Document section >>
Maleficent: Mistress of Evil ** / *****
Directed by: Joachim
Rønning.
Written by: Micah
Fitzerman-Blue and Noah Harpster and Linda Woolverton.
Starring: Angelina Jolie
(Maleficent), Michelle Pfeiffer (Queen Ingrith), Elle Fanning (Princess
Aurora), Harris Dickinson (Prince Phillip), Sam Riley (Diaval), Chiwetel
Ejiofor (Conall), Ed Skrein (Borra),
Robert Lindsay (King John), David Gyasi (Percival), Jenn Murray (Gerda), Juno
Temple (Thistlewit), Imelda Staunton (Knotgrass), Lesley Manville (Flittle), Kae
Alexander (Ini), Judith Shekoni (Shrike), Miyavi (Udo), Warwick Davis
(Lickspittle).
The
original Maleficent (2014) wasn’t a particularly great movie, but it was at
least an interesting one – and one of the few times in recent years in which
Disney tried to actually do something new when updating an animated classic to
the real of live action. Perhaps they realized that Sleeping Beauty (1959) is
mostly a snooze other than the villain – Maleficent – so making a movie about
her was the only logical thing to do unless you wanted to make another snooze.
And yet, for all the flaws in the film, there were genuine moments of human
emotion – like Jolie’s Maleficent awakening to find that her wings have been
stolen from her – a moment made deliberately to resemble a rape victim’s trauma
– but in a way the kids in the audience wouldn’t quite pick up the same way.
The Maleficent of that film was more of an anti-hero than a villain – certainly
the King, and his army were worse than she was, and only Princess Aurora
herself (Elle Fanning) was an innocent – something even Maleficent eventually
realizes.

Data extract >>

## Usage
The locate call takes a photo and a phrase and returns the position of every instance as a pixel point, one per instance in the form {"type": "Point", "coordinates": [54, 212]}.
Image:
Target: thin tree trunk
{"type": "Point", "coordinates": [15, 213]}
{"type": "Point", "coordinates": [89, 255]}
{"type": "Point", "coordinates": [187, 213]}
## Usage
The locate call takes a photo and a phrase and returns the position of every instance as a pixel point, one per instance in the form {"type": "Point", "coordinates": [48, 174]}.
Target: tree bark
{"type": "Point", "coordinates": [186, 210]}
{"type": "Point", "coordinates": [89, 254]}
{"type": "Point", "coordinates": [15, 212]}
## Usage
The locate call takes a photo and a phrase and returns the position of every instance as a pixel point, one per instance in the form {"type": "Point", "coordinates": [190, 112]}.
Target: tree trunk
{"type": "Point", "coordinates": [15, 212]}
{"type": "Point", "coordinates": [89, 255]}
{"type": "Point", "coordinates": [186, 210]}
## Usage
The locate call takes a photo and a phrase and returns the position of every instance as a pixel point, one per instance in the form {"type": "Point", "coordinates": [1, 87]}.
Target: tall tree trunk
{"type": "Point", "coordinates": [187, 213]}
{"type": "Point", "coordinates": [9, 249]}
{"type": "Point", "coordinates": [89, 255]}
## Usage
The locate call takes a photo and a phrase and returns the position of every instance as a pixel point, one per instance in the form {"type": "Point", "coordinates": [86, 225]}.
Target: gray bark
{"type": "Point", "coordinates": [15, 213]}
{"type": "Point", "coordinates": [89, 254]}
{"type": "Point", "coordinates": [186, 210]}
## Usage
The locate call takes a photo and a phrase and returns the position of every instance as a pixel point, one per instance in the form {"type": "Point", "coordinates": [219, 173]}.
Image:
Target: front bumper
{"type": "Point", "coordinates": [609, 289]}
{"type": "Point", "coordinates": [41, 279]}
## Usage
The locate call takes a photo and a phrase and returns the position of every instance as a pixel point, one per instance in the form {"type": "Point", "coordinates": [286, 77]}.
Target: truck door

Task requirements >>
• 1. Edit the film review, starting with "Starring: Angelina Jolie" and going on through "(Lickspittle).", so that "Queen Ingrith" is replaced by "Queen Ingrid".
• 2. Filter the rows, keeping each line that contains the string "Target"; case counts.
The film review and the rows come from unrelated sources.

Answers per task >>
• 1.
Starring: Angelina Jolie
(Maleficent), Michelle Pfeiffer (Queen Ingrid), Elle Fanning (Princess
Aurora), Harris Dickinson (Prince Phillip), Sam Riley (Diaval), Chiwetel
Ejiofor (Conall), Ed Skrein (Borra),
Robert Lindsay (King John), David Gyasi (Percival), Jenn Murray (Gerda), Juno
Temple (Thistlewit), Imelda Staunton (Knotgrass), Lesley Manville (Flittle), Kae
Alexander (Ini), Judith Shekoni (Shrike), Miyavi (Udo), Warwick Davis
(Lickspittle).

• 2.
Target: thin tree trunk
Target: tree bark
Target: tree trunk
Target: tall tree trunk
Target: gray bark
Target: front bumper
Target: truck door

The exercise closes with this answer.